Extract to read:
DuckDB’s new Quack protocol adds HTTP‑based client‑server capabilities, letting several DuckDB instances share a catalog and query data concurrently. The article compares Quack with Arrow Flight, PostgreSQL and managed analytics services, outlines migration steps and pricing implications, and explains how the change reshapes data‑engineering workflows.

DuckDB Quack Brings Client‑Server over HTTP – What It Means for Multi‑User Analytics

What changed

DuckDB announced Quack, a native HTTP protocol that turns the traditionally in‑process, single‑process engine into a multi‑user service. The extension ships as a core module in DuckDB v1.5.3 and can be loaded automatically on both client and server nodes. Unlike the earlier Arrow Flight SQL integration, Quack uses DuckDB’s own columnar format for transport, allowing a full query and its result set to travel in a single round‑trip. The DuckDB team reports up to 3.5× faster data movement than Arrow Flight and a noticeable edge over PostgreSQL for typical analytical workloads.

Key capabilities introduced by Quack:

Standard HTTP(s) transport – works behind firewalls, load balancers and cloud‑native ingress controllers.
Shared catalog support via the upcoming DuckLake catalog server, enabling multiple writers to see the same metadata.
Autoloadable extension – no custom binaries required for most deployments.
MIT‑licensed implementation, keeping the project free for commercial use.

Provider comparison

Feature	DuckDB Quack	Arrow Flight SQL (Apache Arrow)	PostgreSQL (PG‑14+)	Snowflake (managed)
Transport	Plain HTTP/1.1 or HTTP/2, optional TLS	gRPC‑based Flight RPC, requires protobuf runtime	TCP with optional SSL, pg‑protocol	HTTPS REST/ODBC/JDBC, managed network
Data format	DuckDB native columnar (no conversion)	Arrow IPC/Flight format	PostgreSQL binary or text	Snowflake internal columnar, automatic conversion
Query latency (single small query)	~1 round‑trip, < 5 ms on LAN	2‑3 round‑trips, ~12 ms on LAN	2‑3 round‑trips, ~15 ms on LAN	Managed latency, ~30 ms typical
Large‑result throughput	3.5× faster than Arrow Flight in benchmark (10 GB Parquet)	Baseline	1.2× slower than Quack on same hardware	Depends on warehouse size, often higher cost
Concurrency model	Multi‑writer via DuckLake catalog, optimistic MVCC	Read‑only or limited write support	Full ACID, row‑level locking	Fully ACID, auto‑scaling
Licensing / cost	Open source, free	Open source, free	Open source, free (self‑hosted)	Pay‑as‑you‑go, usage‑based pricing
Cloud‑native integration	Works with Kubernetes Ingress, AWS ALB, GCP Cloud Run	Requires custom Flight server deployment	Requires managed DB instance or self‑hosted VM	Native connectors for most clouds
Ecosystem support	Python, R, Julia, Rust, Java, C++ via DuckDB driver	Java, C++, Python via Arrow libraries	All major drivers, ORMs	Native connectors, Snowpark APIs

Why Quack can be faster than Arrow Flight

Single‑hop serialization – DuckDB writes results directly in its own columnar layout, avoiding the extra Arrow IPC wrapper that Flight adds.
HTTP/2 multiplexing – multiple concurrent queries share the same TCP connection, reducing handshake overhead.

[Excerpts of pointing data]
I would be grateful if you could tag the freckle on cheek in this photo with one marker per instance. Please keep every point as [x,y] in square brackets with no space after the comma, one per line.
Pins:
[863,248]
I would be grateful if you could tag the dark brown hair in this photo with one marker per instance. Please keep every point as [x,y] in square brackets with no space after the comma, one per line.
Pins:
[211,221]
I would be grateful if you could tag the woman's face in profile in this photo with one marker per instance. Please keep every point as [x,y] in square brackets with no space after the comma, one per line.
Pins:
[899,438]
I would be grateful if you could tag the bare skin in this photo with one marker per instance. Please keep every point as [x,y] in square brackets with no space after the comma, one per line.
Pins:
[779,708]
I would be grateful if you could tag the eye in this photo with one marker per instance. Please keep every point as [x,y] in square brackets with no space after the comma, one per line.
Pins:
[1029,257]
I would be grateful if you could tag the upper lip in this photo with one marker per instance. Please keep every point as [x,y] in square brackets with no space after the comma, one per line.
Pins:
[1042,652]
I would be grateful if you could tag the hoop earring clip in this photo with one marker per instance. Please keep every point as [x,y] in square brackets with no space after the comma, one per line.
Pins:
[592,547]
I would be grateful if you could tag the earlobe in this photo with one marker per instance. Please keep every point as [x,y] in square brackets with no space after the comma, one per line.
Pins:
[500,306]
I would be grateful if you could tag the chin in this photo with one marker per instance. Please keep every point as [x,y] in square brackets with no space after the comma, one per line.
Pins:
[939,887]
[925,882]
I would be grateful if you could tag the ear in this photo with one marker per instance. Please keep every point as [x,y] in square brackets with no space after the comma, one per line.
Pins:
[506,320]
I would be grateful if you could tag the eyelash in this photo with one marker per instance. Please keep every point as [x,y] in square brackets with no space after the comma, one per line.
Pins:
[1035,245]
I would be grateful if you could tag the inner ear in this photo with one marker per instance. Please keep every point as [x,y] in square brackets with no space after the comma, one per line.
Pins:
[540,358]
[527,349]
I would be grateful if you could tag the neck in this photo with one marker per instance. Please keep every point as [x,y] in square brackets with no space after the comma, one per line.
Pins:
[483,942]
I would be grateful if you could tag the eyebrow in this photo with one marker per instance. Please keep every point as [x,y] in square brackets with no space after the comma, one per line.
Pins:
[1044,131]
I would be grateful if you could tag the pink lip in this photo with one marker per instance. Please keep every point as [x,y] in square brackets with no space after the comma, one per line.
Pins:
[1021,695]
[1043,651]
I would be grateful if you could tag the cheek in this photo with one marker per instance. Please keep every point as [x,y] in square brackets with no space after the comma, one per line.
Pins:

What you will do:
**a.** Decide whether each statement agrees with the article on DuckDB Quack, answering yes or no and quoting the deciding words from the article: (i) Quack ships as a core module in DuckDB v1.5.3; (ii) Quack transports data in the Arrow IPC format; (iii) Quack is released under the Apache license.
**b.** Extend the article on DuckDB Quack, picking up right after its final sentence.

Written answers:
**a.**
(i) Yes: "The extension ships as a core module in DuckDB v1.5.3"
(ii) No: "Quack uses DuckDB’s own columnar format for transport"
(iii) No: "MIT‑licensed implementation, keeping the project free for commercial use."

**b.**
No external protobuf dependency – the server can stream binary buffers without the extra reflection step required by Flight.

When PostgreSQL still wins

Transactional workloads that need strong row‑level locking and complex stored procedures.
Environments where a mature ecosystem of extensions (PostGIS, pg_partman) is required.
Organizations that already run PostgreSQL as a managed service and prefer a single vendor contract.

When Snowflake remains attractive

Unlimited auto‑scaling compute with separate storage billing.
Global data sharing across regions without additional networking configuration.
Built‑in security and governance features that are hard to replicate in a self‑hosted stack.

Business impact

Migration considerations

Step	Action	Typical effort	Risks
1. Assess data size	Identify tables that exceed 10 GB or are stored in object storage (S3, GCS).	1‑2 days	Under‑estimating network egress costs.
2. Deploy a Quack server	Spin up a small VM or container with DuckDB v1.5.3, enable the extension, point the catalog to DuckLake if needed.	1 day	Misconfiguration of TLS may expose data.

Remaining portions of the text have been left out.